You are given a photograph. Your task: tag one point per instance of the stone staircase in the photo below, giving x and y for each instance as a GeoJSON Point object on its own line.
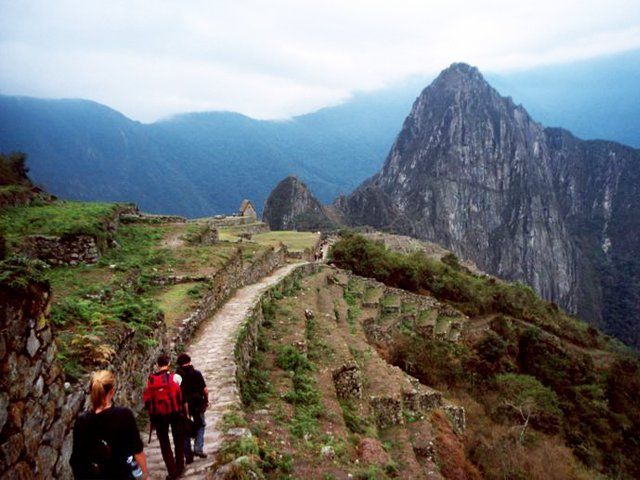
{"type": "Point", "coordinates": [212, 352]}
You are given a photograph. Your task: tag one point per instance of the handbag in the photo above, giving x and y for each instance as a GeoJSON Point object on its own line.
{"type": "Point", "coordinates": [190, 427]}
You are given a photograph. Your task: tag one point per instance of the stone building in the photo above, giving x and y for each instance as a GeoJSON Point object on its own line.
{"type": "Point", "coordinates": [247, 211]}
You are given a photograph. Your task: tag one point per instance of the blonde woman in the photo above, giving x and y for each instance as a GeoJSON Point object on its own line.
{"type": "Point", "coordinates": [106, 440]}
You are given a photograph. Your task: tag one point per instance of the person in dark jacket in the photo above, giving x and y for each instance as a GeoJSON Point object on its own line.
{"type": "Point", "coordinates": [106, 440]}
{"type": "Point", "coordinates": [196, 399]}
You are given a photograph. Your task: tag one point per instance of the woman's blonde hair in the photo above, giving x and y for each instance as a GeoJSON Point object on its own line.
{"type": "Point", "coordinates": [102, 382]}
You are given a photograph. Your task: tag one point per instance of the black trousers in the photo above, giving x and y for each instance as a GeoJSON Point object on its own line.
{"type": "Point", "coordinates": [175, 465]}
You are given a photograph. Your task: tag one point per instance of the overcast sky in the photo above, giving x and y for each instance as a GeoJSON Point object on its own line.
{"type": "Point", "coordinates": [277, 58]}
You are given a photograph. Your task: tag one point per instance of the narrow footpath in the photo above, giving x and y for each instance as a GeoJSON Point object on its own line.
{"type": "Point", "coordinates": [212, 353]}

> _Your task_: Every record above should be written out again without change, except that the pictures are left out.

> _Correct output_:
You are given a photograph. Your task: tag one point per instance of the stone staircase in the photo below, giving x and y for each instance as a GeoJSON Point object on its own line.
{"type": "Point", "coordinates": [212, 352]}
You are given a photograph. Your task: tag one point per instance of the handbag in the photo above, giving x and y for each instance as a GeoJSON Point object on its own line.
{"type": "Point", "coordinates": [190, 427]}
You are given a photograph. Your task: tag one point per instance of the stone building in the photo above, giving x and y for each instance as a GeoJSON Point object on its own line.
{"type": "Point", "coordinates": [247, 211]}
You are given a photograph. Your task: tag one point per instance of the blonde woman in the photo above, giving x and y for each instance as a GeoJSON Point object on its own line.
{"type": "Point", "coordinates": [106, 440]}
You are given a photograph. Your task: tag one point per instance of the person in dark jacket in the photo above, giving x and y for each instance as a GeoJSON Point object on its own line.
{"type": "Point", "coordinates": [106, 440]}
{"type": "Point", "coordinates": [196, 399]}
You are given a photograph. Your task: tag one point per instance of the woman's blonde hair in the photo above, giving x and y for each instance as a GeoJSON Point object on its own line.
{"type": "Point", "coordinates": [102, 382]}
You are given a photograph. Your task: tag one point per instance of the black trousers in the photo above, giving x and y for each instance as a GeoJSON Point object on its own line.
{"type": "Point", "coordinates": [175, 465]}
You are given a photograph. Your task: tag one point per instance of the overcast sky in the photo above, giving x and y for each instance as a GeoJSON Point object on its own line.
{"type": "Point", "coordinates": [277, 58]}
You are given a photograph. Your task: tag one point per instance of the narrow footpath in the photo above, giving x and y for each instance as a GeoJSON Point object on its own line.
{"type": "Point", "coordinates": [212, 353]}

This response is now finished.